** SHORT TASK **
Reproduce the data below in full and exclude every picture.

** START OF GIVEN RECORDS **

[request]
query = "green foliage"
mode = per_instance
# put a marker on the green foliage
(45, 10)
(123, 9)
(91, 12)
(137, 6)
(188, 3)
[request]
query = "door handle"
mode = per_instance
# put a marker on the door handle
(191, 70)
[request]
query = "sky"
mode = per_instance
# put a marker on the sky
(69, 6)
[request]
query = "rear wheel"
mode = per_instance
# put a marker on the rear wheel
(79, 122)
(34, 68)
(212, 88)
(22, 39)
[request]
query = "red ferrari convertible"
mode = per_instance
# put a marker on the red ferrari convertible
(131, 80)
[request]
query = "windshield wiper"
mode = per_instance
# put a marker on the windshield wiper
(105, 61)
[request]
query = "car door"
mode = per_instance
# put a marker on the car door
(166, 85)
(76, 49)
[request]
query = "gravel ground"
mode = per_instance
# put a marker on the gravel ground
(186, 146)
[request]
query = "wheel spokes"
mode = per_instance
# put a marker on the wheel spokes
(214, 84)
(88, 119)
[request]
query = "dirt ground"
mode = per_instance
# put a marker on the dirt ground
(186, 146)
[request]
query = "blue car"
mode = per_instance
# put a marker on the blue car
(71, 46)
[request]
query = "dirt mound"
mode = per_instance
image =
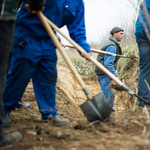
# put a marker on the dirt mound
(127, 128)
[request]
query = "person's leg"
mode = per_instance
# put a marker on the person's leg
(107, 89)
(23, 65)
(44, 83)
(144, 75)
(6, 40)
(20, 104)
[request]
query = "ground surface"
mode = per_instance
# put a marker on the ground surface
(127, 129)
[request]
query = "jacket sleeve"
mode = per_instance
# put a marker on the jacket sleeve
(109, 60)
(76, 28)
(36, 4)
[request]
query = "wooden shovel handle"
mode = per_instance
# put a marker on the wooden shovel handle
(79, 48)
(67, 59)
(102, 52)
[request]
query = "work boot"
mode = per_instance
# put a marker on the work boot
(7, 121)
(10, 138)
(21, 104)
(60, 122)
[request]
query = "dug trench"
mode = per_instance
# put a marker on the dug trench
(128, 128)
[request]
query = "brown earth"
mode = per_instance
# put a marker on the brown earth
(127, 129)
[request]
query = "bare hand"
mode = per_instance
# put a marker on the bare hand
(31, 10)
(86, 55)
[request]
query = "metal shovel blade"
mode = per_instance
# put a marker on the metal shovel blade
(102, 105)
(97, 108)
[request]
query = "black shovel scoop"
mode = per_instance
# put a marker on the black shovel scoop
(95, 108)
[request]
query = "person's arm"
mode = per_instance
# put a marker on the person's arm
(109, 60)
(36, 4)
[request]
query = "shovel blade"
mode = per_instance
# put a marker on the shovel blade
(90, 111)
(96, 109)
(102, 105)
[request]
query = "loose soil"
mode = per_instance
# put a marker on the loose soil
(127, 129)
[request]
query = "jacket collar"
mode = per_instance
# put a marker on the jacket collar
(114, 40)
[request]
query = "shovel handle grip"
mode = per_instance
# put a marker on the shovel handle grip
(58, 45)
(102, 52)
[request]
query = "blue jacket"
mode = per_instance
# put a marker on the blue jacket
(109, 60)
(139, 31)
(60, 12)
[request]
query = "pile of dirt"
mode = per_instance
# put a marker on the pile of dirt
(127, 128)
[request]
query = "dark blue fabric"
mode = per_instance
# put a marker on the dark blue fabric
(104, 81)
(36, 58)
(37, 61)
(109, 60)
(139, 31)
(6, 40)
(144, 53)
(60, 12)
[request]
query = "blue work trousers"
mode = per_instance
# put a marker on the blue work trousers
(32, 58)
(144, 75)
(104, 81)
(7, 29)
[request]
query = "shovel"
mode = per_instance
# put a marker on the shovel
(106, 53)
(96, 107)
(99, 65)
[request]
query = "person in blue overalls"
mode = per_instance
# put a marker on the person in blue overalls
(110, 62)
(34, 55)
(141, 27)
(8, 10)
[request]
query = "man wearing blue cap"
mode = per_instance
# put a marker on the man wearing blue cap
(142, 35)
(110, 62)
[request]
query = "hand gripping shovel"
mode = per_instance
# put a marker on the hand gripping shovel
(95, 108)
(99, 65)
(106, 53)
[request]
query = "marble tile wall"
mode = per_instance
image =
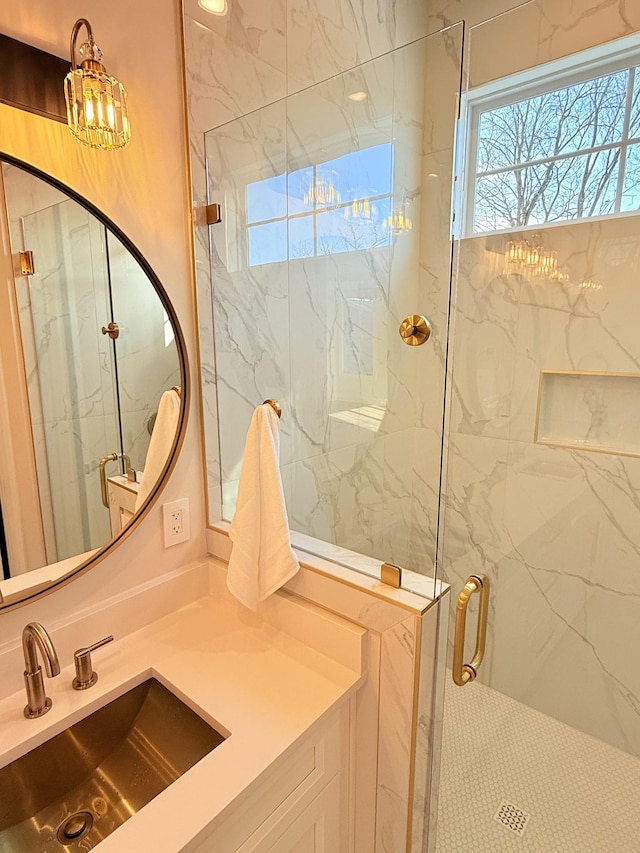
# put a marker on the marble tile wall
(556, 529)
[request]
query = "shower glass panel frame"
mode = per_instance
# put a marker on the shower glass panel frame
(337, 225)
(540, 491)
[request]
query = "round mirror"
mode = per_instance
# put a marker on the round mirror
(93, 386)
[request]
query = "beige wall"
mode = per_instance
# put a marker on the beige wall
(144, 190)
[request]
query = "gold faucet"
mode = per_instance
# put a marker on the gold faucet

** END OF GIVEN RECORDS **

** FINAL RESULT **
[request]
query = "green foliage"
mode = per_instance
# put a marker on the green foliage
(45, 10)
(123, 9)
(91, 12)
(137, 6)
(188, 3)
[request]
query = "door handle"
mode = per_instance
# put a marker on the door handle
(191, 70)
[request]
query = "sky"
mode = per_instance
# put a marker on the sky
(69, 6)
[request]
query = "rear wheel"
mode = per_instance
# put a marker on the rear wheel
(79, 122)
(34, 68)
(212, 88)
(22, 39)
[request]
query = "red ferrari convertible"
mode = per_instance
# put a marker on the red ferrari convertible
(131, 80)
[request]
query = "windshield wiper"
mode = per_instance
# put a marker on the windshield wiper
(105, 61)
[request]
query = "car door"
mode = per_instance
# put a marker on the car door
(166, 85)
(76, 49)
[request]
query = "gravel ground"
mode = per_instance
# put a marker on the gravel ground
(186, 146)
[request]
query = "wheel spokes"
mode = per_instance
# put a marker on the wheel spokes
(214, 84)
(88, 119)
[request]
query = "dirt ground"
mode = per_instance
# put a marker on the dirt ground
(186, 146)
[request]
query = "blue car"
mode = per_instance
# put a marker on the blue car
(71, 46)
[request]
query = "dirt mound"
mode = per_instance
image =
# put a marker on the dirt mound
(127, 128)
[request]
query = "person's leg"
mode = per_instance
# put a marker on the person's leg
(107, 89)
(23, 65)
(44, 83)
(144, 75)
(6, 40)
(20, 104)
[request]
query = "ground surface"
mode = per_instance
# put a marker on the ground surface
(127, 129)
[request]
query = "jacket sleeve"
mode = per_instance
# put a marker on the jacket sleeve
(109, 60)
(76, 28)
(36, 4)
[request]
query = "wooden shovel handle"
mode = per_instance
# put a marker on the wooden shovel handle
(79, 48)
(67, 59)
(102, 52)
[request]
query = "work boot"
mode = per_instance
# put a marker on the work boot
(7, 121)
(10, 138)
(21, 104)
(60, 122)
[request]
query = "dug trench"
mode = per_instance
# put a marker on the dug trench
(128, 128)
[request]
query = "brown earth"
mode = per_instance
# put a marker on the brown earth
(127, 129)
[request]
query = "bare hand"
mode = per_instance
# put a marker on the bare hand
(31, 10)
(86, 55)
[request]
query = "metal shovel blade"
mode = per_instance
# put a marker on the metal shovel blade
(102, 105)
(97, 108)
[request]
query = "black shovel scoop"
mode = per_instance
# put a marker on the black shovel scoop
(95, 108)
[request]
query = "person's arm"
mode = per_instance
# put a marker on the person's arm
(109, 60)
(36, 4)
[request]
query = "shovel blade"
mode = per_instance
# put a marker on the shovel blade
(90, 111)
(96, 109)
(102, 105)
[request]
query = "loose soil"
mode = per_instance
# put a marker on the loose soil
(127, 129)
[request]
query = "jacket collar"
mode = per_instance
# put a marker on the jacket collar
(114, 40)
[request]
query = "shovel handle grip"
mode = per_instance
# put a marker on the shovel handle grip
(58, 45)
(102, 52)
[request]
query = "blue jacket"
mode = per_instance
# put a marker on the blue jacket
(109, 60)
(139, 31)
(60, 12)
[request]
query = "pile of dirt"
mode = per_instance
# put a marker on the pile of dirt
(127, 128)
[request]
query = "dark blue fabric"
mode = per_instance
# put a marker on the dark blue fabric
(104, 81)
(36, 58)
(37, 61)
(109, 60)
(139, 31)
(6, 40)
(144, 53)
(60, 12)
[request]
query = "blue work trousers"
mode = per_instance
# put a marker on the blue work trousers
(32, 58)
(144, 75)
(104, 81)
(7, 29)
[request]
query = "shovel"
mode = per_instance
# put a marker on the shovel
(106, 53)
(96, 107)
(99, 65)
[request]
query = "person in blue overalls"
mode = per_instance
# put a marker on the person in blue overalls
(110, 62)
(34, 55)
(141, 27)
(8, 10)
[request]
query = "man wearing blue cap"
mode = per_instance
# put a marker on the man wearing blue cap
(142, 35)
(110, 62)
[request]
query = "hand gripping shovel"
mode = per_instance
# put a marker on the hand gripping shovel
(95, 108)
(99, 65)
(106, 53)
[request]
query = "marble tile wall"
mode = per_instance
image =
# put a marker on the marble tile wall
(556, 529)
[request]
query = "shower glass panel frame"
mode = per_instance
# put a marker on the shower glass panel frame
(337, 225)
(540, 491)
[request]
query = "round mirror"
mode = per_instance
# put a marker on the round mirror
(93, 386)
[request]
query = "beige wall"
mode = per_instance
# put a marker on the beige wall
(144, 190)
[request]
query = "gold faucet"
mode = per_instance
# put a marker on the gold faucet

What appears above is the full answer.